_Aim of the exercise_
After finding the line with "Category: downspout" in the entries below, retype exactly each line from there through the line with "Category: upper-story window", including that final line.

_Data_
########

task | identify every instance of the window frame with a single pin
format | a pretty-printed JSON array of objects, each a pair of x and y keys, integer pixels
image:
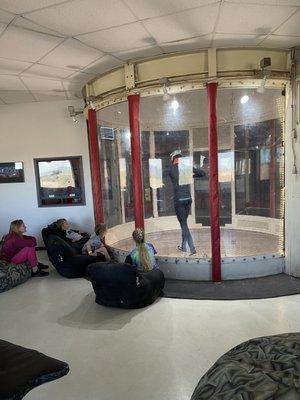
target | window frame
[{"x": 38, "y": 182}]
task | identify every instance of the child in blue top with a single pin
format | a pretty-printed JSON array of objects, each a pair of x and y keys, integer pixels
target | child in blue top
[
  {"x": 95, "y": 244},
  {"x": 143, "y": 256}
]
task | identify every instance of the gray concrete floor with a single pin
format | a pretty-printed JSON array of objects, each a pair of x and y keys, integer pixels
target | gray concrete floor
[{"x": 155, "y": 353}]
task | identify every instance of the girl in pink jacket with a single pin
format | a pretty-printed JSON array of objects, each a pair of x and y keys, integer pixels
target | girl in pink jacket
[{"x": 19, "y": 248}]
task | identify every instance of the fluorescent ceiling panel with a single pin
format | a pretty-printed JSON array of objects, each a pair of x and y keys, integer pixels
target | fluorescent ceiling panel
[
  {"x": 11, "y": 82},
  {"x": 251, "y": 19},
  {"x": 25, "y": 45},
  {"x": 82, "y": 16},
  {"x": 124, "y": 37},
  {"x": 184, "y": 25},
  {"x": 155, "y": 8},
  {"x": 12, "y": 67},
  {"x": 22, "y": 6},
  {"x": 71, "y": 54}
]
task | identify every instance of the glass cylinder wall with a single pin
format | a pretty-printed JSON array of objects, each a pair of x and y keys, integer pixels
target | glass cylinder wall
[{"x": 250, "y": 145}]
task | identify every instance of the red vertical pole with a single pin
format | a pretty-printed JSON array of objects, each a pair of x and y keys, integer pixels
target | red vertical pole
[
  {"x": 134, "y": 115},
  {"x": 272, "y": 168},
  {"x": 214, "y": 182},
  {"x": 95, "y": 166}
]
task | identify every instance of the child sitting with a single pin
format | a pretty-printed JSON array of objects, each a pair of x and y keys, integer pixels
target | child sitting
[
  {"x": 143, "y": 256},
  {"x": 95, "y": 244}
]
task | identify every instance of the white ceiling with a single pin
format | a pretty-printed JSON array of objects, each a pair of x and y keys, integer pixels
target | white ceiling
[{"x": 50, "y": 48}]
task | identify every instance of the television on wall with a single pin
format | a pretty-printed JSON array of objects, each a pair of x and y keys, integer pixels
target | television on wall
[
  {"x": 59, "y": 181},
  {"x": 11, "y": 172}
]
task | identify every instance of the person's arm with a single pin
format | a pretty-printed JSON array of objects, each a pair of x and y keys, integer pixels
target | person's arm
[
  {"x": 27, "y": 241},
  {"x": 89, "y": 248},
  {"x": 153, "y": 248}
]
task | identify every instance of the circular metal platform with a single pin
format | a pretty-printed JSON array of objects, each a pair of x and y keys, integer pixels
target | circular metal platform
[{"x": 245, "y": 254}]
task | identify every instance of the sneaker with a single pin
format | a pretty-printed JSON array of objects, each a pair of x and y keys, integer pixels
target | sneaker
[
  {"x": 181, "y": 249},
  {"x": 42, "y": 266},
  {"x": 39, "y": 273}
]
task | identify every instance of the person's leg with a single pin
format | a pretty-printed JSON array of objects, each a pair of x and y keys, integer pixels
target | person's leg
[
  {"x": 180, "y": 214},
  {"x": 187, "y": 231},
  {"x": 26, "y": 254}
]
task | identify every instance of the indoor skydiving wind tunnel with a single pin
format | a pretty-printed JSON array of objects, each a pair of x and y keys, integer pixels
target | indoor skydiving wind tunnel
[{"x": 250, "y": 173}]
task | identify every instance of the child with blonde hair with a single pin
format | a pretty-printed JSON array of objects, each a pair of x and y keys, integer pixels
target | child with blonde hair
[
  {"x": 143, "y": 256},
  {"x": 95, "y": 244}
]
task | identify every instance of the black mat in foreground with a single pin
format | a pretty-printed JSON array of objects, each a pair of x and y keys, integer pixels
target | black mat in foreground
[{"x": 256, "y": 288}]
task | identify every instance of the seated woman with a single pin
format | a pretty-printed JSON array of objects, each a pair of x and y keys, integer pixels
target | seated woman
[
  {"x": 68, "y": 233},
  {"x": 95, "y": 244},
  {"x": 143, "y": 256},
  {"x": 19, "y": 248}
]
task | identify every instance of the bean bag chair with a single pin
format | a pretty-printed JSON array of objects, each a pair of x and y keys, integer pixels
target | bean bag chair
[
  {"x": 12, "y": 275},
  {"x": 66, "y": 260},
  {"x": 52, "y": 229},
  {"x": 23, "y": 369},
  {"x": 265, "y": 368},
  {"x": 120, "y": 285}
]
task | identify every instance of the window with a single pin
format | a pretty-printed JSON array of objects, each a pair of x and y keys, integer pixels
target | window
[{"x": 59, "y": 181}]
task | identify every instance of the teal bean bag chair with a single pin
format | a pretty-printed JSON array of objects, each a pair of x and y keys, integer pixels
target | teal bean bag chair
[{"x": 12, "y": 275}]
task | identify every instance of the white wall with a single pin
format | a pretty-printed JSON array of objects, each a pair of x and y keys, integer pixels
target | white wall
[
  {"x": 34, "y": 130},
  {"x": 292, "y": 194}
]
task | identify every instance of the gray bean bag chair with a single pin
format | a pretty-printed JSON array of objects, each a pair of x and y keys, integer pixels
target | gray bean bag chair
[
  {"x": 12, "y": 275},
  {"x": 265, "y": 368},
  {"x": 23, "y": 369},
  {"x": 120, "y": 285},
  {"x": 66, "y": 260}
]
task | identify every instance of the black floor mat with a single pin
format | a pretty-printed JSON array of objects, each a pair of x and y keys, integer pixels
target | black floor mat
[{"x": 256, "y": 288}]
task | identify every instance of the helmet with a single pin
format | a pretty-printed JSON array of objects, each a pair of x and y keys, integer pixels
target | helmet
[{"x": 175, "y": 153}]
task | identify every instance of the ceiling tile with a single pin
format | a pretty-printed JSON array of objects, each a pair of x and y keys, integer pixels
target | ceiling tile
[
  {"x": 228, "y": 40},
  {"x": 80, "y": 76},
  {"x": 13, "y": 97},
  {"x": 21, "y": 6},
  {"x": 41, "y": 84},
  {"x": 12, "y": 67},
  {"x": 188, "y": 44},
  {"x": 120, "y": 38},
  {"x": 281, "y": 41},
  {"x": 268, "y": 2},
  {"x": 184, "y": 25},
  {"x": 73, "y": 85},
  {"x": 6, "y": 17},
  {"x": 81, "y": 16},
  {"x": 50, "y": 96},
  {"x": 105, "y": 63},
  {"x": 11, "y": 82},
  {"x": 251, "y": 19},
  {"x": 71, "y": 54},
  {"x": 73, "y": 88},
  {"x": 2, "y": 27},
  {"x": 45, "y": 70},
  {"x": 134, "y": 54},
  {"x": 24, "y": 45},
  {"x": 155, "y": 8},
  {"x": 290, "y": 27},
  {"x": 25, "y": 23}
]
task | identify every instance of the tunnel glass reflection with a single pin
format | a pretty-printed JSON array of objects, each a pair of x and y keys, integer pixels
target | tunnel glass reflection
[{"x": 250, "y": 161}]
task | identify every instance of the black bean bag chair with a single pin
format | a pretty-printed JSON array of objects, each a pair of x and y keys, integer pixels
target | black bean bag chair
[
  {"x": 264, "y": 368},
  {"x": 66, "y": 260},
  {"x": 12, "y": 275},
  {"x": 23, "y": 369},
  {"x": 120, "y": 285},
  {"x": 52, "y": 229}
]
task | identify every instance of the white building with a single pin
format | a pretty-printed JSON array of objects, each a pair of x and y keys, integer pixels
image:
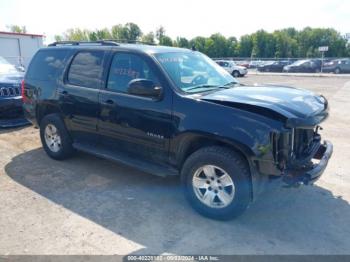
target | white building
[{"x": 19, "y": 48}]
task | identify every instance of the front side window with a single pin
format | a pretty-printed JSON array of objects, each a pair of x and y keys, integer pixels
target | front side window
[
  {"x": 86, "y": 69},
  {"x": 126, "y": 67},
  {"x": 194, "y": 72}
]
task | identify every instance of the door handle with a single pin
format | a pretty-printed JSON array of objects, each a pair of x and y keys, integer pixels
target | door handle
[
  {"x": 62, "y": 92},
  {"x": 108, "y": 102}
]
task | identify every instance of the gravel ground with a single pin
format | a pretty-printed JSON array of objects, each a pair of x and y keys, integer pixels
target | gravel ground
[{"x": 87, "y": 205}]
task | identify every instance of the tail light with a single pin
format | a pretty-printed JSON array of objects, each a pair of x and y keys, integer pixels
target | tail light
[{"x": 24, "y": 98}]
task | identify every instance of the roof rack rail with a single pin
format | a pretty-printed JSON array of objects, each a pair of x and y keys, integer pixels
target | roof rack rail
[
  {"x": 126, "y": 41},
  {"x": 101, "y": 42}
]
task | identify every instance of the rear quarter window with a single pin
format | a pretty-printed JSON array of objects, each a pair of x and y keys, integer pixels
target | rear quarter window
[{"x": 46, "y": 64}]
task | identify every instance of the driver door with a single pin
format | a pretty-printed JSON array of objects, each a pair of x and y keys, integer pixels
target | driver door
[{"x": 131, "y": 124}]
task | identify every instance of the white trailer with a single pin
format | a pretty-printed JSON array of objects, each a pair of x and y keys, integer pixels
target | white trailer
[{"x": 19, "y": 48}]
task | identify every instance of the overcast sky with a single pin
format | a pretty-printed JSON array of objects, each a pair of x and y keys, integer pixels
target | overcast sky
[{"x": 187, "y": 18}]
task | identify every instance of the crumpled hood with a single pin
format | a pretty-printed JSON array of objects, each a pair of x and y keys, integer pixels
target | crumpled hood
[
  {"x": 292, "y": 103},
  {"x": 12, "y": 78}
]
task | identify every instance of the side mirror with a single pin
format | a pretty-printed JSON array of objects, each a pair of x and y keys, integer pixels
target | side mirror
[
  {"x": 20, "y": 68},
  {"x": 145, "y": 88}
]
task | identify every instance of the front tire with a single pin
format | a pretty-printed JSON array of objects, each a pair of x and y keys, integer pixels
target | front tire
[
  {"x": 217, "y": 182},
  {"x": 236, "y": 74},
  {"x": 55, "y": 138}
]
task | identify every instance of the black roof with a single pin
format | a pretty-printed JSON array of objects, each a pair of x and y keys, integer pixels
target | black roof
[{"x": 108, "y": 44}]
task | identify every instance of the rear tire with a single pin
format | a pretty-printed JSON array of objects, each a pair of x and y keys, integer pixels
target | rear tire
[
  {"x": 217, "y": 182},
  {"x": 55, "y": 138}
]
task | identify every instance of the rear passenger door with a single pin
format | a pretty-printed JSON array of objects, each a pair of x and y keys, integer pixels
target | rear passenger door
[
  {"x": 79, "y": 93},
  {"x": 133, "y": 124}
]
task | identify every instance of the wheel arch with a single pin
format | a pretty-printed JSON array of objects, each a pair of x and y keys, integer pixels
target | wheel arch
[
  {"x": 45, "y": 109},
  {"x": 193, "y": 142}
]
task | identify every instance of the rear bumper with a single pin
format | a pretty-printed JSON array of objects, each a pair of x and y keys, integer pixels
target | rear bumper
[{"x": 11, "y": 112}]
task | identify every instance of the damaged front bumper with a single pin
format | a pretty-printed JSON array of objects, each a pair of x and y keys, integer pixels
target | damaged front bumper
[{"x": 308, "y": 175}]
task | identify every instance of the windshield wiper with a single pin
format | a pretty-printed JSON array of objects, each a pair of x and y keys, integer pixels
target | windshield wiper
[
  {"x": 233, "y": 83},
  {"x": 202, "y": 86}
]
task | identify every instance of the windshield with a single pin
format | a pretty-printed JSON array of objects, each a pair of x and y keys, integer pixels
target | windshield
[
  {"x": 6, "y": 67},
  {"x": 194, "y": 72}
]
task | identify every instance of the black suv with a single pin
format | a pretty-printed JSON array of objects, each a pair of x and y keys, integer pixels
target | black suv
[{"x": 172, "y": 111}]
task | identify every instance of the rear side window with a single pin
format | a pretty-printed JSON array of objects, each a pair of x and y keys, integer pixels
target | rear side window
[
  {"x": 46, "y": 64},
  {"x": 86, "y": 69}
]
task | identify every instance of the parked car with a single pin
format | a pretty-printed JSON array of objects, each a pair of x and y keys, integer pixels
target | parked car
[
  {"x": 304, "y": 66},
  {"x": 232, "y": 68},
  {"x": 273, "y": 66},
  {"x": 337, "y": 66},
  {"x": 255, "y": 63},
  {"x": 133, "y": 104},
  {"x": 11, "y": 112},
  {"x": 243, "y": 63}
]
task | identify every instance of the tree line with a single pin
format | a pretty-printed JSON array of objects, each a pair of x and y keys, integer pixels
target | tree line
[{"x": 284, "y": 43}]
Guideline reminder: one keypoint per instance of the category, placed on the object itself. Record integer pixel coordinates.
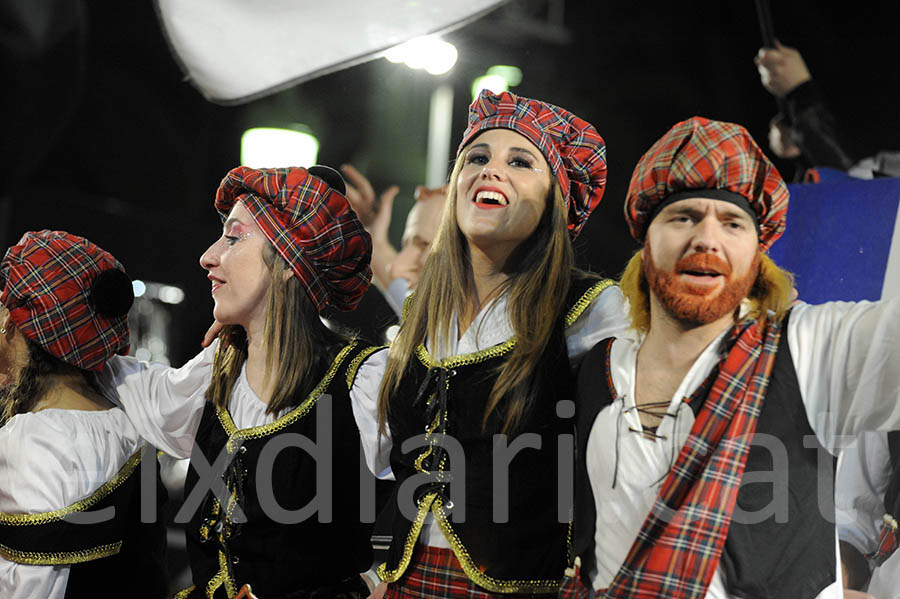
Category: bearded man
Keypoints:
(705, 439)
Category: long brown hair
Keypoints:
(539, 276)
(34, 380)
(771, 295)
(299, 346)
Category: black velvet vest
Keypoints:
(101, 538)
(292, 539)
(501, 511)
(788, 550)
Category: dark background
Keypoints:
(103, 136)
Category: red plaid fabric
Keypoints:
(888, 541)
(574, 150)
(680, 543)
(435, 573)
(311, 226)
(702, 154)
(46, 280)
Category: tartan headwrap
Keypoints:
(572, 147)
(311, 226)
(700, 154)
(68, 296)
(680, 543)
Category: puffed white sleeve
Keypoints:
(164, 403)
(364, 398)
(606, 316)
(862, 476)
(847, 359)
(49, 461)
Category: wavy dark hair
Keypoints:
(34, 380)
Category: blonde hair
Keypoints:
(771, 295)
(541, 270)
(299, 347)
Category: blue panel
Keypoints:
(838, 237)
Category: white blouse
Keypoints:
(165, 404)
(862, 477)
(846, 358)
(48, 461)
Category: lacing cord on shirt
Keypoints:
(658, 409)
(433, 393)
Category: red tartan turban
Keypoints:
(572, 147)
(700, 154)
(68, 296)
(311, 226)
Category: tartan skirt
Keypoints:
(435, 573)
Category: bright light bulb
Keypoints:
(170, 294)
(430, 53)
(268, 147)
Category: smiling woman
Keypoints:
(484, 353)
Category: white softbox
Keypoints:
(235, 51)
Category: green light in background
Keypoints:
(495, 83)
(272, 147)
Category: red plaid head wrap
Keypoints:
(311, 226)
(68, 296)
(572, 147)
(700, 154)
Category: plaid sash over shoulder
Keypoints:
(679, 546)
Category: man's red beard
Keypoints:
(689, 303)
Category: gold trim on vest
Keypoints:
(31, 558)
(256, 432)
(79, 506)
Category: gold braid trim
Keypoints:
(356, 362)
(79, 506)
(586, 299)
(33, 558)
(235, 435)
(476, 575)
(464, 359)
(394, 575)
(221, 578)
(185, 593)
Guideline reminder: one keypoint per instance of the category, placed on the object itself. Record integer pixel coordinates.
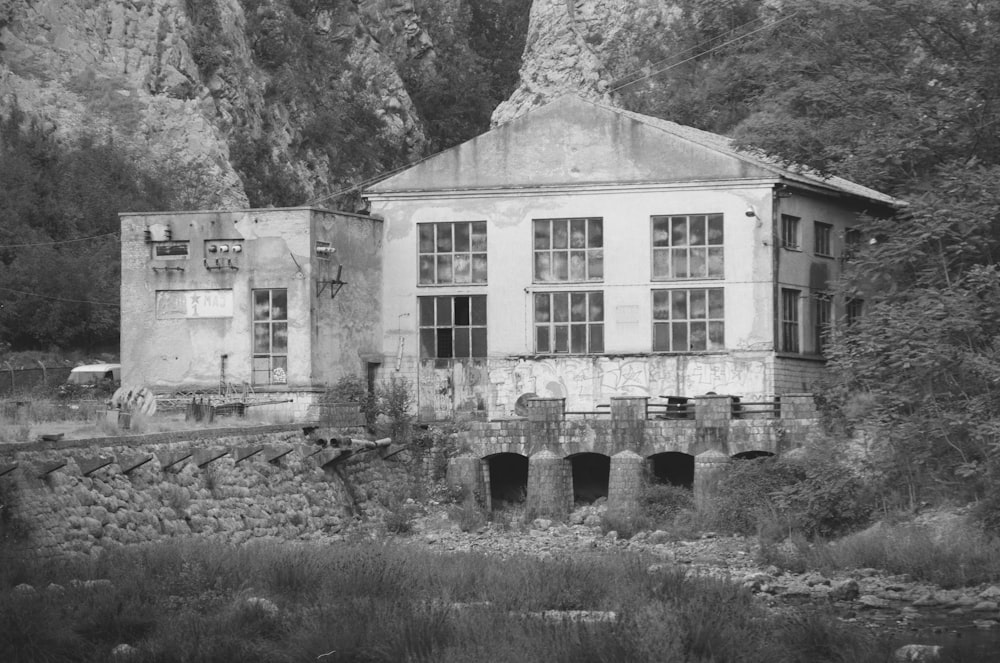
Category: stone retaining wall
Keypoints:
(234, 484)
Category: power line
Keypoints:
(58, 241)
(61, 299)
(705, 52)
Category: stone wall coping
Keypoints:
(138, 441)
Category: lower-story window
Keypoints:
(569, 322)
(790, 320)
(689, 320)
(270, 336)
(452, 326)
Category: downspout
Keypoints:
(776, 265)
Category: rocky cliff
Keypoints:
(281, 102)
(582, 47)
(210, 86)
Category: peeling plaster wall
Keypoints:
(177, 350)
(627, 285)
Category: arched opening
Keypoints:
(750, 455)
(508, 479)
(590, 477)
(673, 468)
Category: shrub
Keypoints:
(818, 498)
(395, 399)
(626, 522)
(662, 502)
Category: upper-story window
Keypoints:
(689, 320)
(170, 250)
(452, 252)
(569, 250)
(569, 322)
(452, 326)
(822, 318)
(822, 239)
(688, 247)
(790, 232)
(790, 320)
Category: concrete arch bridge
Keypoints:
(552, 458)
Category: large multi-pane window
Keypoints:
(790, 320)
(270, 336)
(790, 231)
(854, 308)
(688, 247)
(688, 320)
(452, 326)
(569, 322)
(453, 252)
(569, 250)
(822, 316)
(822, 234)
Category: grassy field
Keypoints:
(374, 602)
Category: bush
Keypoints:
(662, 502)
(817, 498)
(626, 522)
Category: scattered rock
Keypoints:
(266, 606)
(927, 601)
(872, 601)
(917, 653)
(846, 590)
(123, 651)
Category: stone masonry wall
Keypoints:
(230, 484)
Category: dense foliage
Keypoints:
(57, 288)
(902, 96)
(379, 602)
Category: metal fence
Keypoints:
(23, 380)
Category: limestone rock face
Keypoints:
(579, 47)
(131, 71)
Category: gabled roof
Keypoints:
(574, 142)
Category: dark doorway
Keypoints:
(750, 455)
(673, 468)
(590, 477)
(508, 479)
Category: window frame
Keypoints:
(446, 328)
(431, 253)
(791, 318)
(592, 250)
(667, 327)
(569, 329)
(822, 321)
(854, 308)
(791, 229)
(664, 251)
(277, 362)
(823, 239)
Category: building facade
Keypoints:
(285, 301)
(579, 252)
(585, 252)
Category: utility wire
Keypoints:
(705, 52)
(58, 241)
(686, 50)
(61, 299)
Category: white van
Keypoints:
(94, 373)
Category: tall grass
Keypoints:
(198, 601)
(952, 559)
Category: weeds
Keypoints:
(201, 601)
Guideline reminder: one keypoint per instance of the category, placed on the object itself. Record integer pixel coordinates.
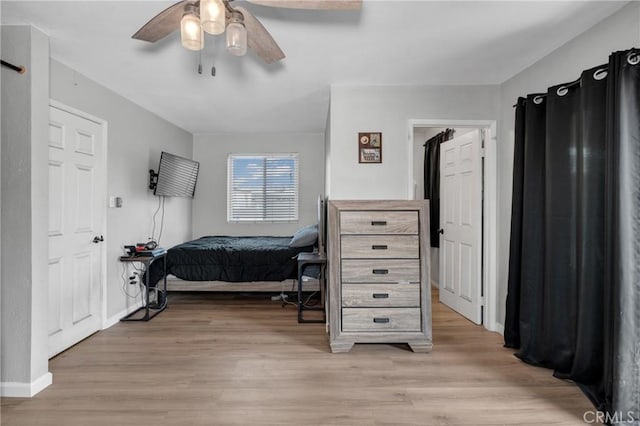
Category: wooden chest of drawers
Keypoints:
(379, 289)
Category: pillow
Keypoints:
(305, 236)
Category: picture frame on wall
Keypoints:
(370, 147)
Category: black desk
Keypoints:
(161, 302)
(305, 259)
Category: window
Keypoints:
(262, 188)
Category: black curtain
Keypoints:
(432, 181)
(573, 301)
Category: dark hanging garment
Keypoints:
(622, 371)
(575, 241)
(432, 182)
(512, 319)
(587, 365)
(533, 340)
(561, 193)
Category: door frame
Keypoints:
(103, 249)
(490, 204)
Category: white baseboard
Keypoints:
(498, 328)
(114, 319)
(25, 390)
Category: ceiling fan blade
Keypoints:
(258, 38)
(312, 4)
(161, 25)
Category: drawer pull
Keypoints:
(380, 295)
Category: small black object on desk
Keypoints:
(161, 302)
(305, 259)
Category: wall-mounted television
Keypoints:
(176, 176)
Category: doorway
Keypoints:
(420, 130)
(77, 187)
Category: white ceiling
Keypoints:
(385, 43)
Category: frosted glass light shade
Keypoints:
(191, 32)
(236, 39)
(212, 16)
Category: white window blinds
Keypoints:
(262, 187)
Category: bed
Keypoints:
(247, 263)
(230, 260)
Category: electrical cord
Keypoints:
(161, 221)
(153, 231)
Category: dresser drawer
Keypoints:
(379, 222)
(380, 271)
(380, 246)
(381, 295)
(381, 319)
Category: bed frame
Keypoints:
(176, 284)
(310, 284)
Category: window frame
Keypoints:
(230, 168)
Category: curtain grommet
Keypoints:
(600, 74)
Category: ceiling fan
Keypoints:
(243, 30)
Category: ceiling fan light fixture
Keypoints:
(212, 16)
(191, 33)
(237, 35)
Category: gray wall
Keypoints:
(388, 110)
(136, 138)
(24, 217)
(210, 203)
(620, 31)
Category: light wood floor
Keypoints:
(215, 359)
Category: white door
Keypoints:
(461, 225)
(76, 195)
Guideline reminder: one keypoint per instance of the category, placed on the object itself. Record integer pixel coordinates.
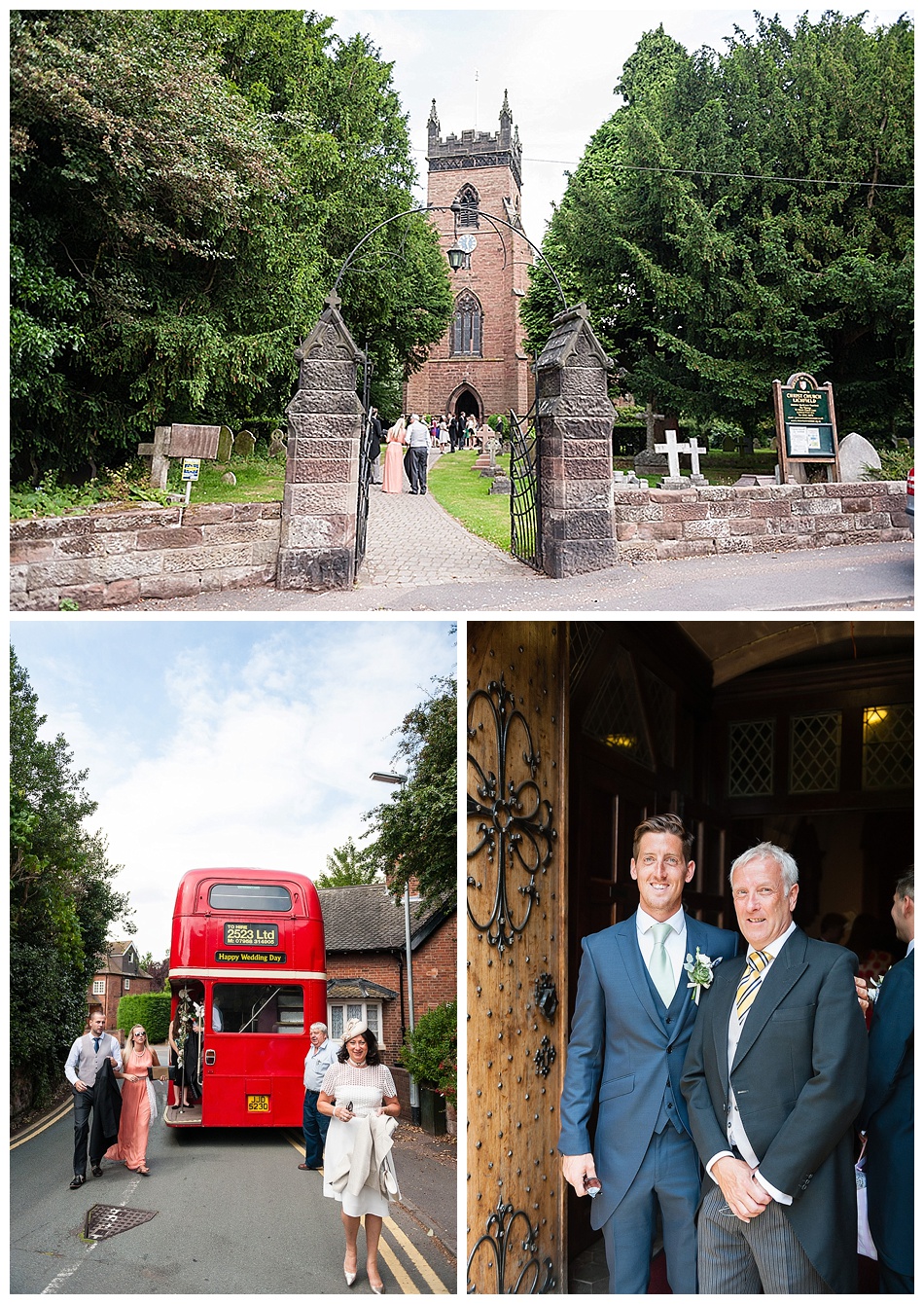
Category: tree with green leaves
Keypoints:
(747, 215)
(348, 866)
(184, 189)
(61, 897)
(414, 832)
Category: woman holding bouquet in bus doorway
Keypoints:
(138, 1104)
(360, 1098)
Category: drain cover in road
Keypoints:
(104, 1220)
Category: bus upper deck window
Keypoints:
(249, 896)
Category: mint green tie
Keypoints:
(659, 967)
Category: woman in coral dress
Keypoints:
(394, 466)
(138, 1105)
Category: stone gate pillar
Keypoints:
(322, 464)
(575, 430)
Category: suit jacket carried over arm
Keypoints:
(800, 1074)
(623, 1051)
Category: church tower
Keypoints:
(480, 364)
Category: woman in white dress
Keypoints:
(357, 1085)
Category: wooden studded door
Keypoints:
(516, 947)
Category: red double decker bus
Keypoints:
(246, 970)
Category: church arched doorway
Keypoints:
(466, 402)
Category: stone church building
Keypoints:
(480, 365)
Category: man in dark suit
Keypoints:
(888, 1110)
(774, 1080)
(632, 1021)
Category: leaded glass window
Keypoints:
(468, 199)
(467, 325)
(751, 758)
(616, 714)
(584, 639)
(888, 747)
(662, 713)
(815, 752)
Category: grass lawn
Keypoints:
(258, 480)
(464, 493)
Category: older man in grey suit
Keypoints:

########

_Problem solution_
Category: downspout
Keypoints:
(776, 265)
Category: rocky cliff
Keypoints:
(281, 102)
(582, 47)
(210, 86)
Category: peeling plaster wall
Keypoints:
(177, 350)
(627, 285)
Category: arched opening
Keypoints:
(750, 455)
(508, 479)
(590, 477)
(673, 468)
Category: shrub
Keypoints:
(818, 498)
(395, 399)
(626, 522)
(662, 502)
Category: upper-story window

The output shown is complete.